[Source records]
============================================================
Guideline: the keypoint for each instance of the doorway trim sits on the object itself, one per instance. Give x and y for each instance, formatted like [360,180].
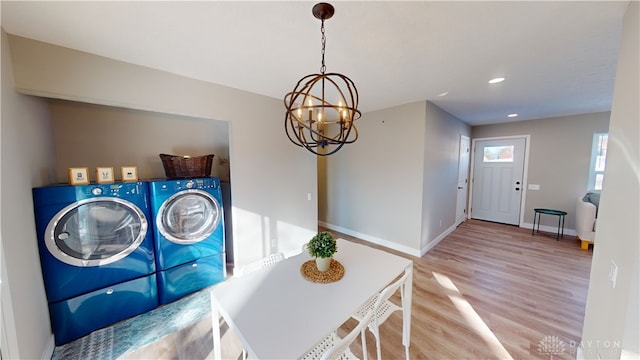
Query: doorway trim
[525,175]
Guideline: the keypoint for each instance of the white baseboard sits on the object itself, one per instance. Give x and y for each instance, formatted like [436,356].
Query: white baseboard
[373,239]
[435,242]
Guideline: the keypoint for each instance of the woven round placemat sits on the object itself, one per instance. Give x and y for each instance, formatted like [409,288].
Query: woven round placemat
[310,271]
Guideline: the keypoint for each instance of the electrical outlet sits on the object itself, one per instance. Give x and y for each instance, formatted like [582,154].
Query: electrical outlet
[613,274]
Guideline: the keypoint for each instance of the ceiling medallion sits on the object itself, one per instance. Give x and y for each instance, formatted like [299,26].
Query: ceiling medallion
[322,108]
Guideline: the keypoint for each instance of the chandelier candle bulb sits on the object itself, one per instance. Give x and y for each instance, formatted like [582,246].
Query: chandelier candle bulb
[322,138]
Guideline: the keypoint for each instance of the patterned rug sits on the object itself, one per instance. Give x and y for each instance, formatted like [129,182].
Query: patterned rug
[131,334]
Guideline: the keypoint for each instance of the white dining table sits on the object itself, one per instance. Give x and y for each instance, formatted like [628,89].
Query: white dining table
[278,314]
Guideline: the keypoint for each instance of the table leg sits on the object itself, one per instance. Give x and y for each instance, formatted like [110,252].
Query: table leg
[406,312]
[215,327]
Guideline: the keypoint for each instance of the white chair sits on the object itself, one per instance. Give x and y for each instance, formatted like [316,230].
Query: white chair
[335,348]
[260,264]
[382,307]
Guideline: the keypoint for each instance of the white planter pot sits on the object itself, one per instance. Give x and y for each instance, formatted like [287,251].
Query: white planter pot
[323,264]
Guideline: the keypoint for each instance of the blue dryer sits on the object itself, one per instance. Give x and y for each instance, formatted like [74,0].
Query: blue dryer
[188,235]
[96,254]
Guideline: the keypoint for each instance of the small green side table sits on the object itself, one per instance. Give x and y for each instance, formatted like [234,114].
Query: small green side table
[560,214]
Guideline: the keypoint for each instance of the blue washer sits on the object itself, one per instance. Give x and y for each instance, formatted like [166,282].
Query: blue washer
[91,238]
[188,232]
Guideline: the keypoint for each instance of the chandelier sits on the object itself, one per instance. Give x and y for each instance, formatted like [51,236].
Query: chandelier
[322,107]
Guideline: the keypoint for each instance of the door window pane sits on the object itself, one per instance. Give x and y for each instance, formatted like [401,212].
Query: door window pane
[498,154]
[598,160]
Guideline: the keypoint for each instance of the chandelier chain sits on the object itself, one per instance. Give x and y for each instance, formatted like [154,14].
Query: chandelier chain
[324,41]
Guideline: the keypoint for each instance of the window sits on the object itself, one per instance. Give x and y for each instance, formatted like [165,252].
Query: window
[498,154]
[598,160]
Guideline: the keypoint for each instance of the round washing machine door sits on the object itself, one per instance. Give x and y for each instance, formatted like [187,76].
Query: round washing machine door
[96,231]
[189,216]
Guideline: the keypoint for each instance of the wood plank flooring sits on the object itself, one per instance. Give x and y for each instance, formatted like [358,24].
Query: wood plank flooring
[486,291]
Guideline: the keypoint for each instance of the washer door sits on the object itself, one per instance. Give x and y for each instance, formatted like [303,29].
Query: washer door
[189,216]
[96,231]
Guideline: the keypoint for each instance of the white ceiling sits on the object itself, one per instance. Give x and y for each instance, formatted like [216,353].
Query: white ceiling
[558,57]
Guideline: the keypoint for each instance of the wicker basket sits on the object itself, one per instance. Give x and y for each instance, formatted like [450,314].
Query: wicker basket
[180,167]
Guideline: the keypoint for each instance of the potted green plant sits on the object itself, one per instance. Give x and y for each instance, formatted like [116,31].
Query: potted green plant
[322,246]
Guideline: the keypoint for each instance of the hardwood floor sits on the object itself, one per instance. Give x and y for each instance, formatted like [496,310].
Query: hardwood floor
[494,291]
[486,291]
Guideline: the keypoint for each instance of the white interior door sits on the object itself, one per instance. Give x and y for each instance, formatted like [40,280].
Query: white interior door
[463,180]
[498,180]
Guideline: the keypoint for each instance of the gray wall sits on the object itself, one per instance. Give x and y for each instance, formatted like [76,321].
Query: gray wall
[612,323]
[399,180]
[560,153]
[440,179]
[270,212]
[28,155]
[88,135]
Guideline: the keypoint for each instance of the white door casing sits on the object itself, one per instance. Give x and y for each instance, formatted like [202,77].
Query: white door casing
[463,179]
[498,180]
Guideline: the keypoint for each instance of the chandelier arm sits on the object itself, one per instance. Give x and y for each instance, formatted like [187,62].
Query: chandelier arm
============================================================
## [What is expected]
From the first line to the last, reproduce the records above exactly and skip the pictures.

## [Task solution]
Guideline: the keypoint for each instance of the doorway trim sits on the object itself, one per instance. Give x and y for each instance, formatted like [360,180].
Query: doorway trim
[525,175]
Guideline: the keypoint for each instance of the white baseboard sits on the object itself, one per instance. Give x and y for each instance, formatted like [436,356].
Query: white baseboard
[373,239]
[435,242]
Guideline: the keypoint for each instance of the woven round placemat sits on the object itself, one per instance. Give x and y for each instance, formatted like [409,288].
Query: woven round placemat
[310,271]
Guideline: the keypoint for each instance of the electrical outlet sits on the object itself, one per instance. Give x and y for each instance, formatted like [582,154].
Query: electrical outlet
[613,274]
Guideline: the keypoint for each instance of the ceiling medallion sits on the object itself, one per instance. Give x and y for each instance, formatted like [299,26].
Query: ceiling medallion
[322,108]
Guideline: the keypoint for each instance of the chandelier candle bulb sits on the object itself, one per instance. Give x and y for each instance, formatted like [582,246].
Query: chandelier candle bulb
[322,138]
Guideline: the keypoint for each instance of the patterned rug sits on the object itself, one per instance. Give x and y for each instance, formatted like [129,182].
Query: patterned rug
[131,334]
Guideline: the keypoint for each instance of the white dining table sits on the object itself, one per instance. Give x and y for each instance, formatted like [628,89].
Query: white dining table
[278,314]
Guideline: the keypoint for each instance of the table leg sits on the object itself, one per instance. Give x and y for each instance, formatted like [110,252].
Query: table leg
[406,312]
[215,327]
Guideline: the keypoint for each instance of the white chair sits on the object itself, one per instance. Give x and y for each instance, formatted like [316,230].
Query: white chair
[335,348]
[260,264]
[382,307]
Guideline: the keypoint for each instance of the white planter pot sits on the object itself, one per instance. Give x and y for each instance, formatted like [287,251].
Query: white planter pot
[323,264]
Guideline: the keypoint for each instance of the blue dryer sits on the object itself, one per instance. Give x and y for each instance, formatted like [74,0].
Query: blue dryer
[188,235]
[96,254]
Guideline: the keypoint for each instance of the small green side table sits on the object itself, one per instance. Give x and y for each instance, formatted like [234,114].
Query: small green side table
[560,214]
Guideline: the keypoint for each instance of the blue washer sits on the object itself, one per instance. Give x and y for each instance, formatted like [166,282].
Query: blue washer
[91,238]
[188,232]
Guideline: the keypoint for each instance of the chandelier sits on the object itself, one per instance. Give x and y for each instance, formatted like [51,236].
Query: chandelier
[322,107]
Guideline: the keypoint for each instance of the door window pane sits on the object itself, one per instance. Give x and y for each instance, formatted like [401,212].
Query: door window pane
[498,154]
[598,160]
Guideline: the keypoint for each instance of the chandelier chain sits on the object itself, one per instance. Give x and y for each instance, formatted like [154,14].
Query: chandelier chain
[324,41]
Guideline: the keypoint for each instance of the window sits on the object itself, one per instance. Give x and y for each instance, formatted like [165,252].
Query: window
[498,154]
[598,160]
Guideline: the keypoint for each instance of the round washing machine door sits on the object itself, one per instance. Give x and y for each instance, formatted like [187,76].
Query: round washing machine door
[96,231]
[189,216]
Guideline: the keypoint for each instance of the wood plank flooring sits on the object itself, one per instance. Give x and y for each instance, formatted like [358,24].
Query: wood plank flooring
[486,291]
Guideline: the keypoint for each instance of the washer door sits on the object itself, one per instance. Give x and y for each instance, formatted like [303,29].
Query: washer door
[189,216]
[96,231]
Guideline: the keypoint for each instance of the white ceiling sits on the object itself, one per instance. Give x and y for each instance, formatted like [216,353].
Query: white ceiling
[558,57]
Guideline: the keypoint for each instance of the wicker basket sits on the object itself, one per instance. Give x and y for each instance, formatted like [450,314].
Query: wicker basket
[180,167]
Guideline: the keypoint for each instance of the potted green plant sits on the object itself, one per instance. Give x and y for each instance, formatted like [116,31].
Query: potted green plant
[322,246]
Guideline: the keypoint for each instance of the hardwood floor sits on the object itself, one per instance. Give x and y for each instance, formatted like [496,310].
Query: hardwood floor
[494,291]
[486,291]
Guideline: the keypoint for each instance of the white interior door sits on the object itself, one per instance. Give x and y for each instance, formatted like [40,280].
Query: white interior door
[463,180]
[498,180]
Guideline: the keypoint for each instance of the gray wall sits on the object itself, one per instance. Give x and y for each instance, formatted like [76,321].
Query: gray wall
[612,323]
[399,180]
[560,153]
[440,179]
[270,212]
[28,155]
[88,135]
Guideline: the keypoint for each instance of the white door casing sits on the object itself, one per instance. Give x and y for each instance, formatted like [202,77].
Query: white door casing
[463,179]
[498,180]
Guideline: the keypoint for each instance of the chandelier arm sits on the object itself, one per instance. Give x and y for each instance, formatted like [187,62].
Query: chandelier arm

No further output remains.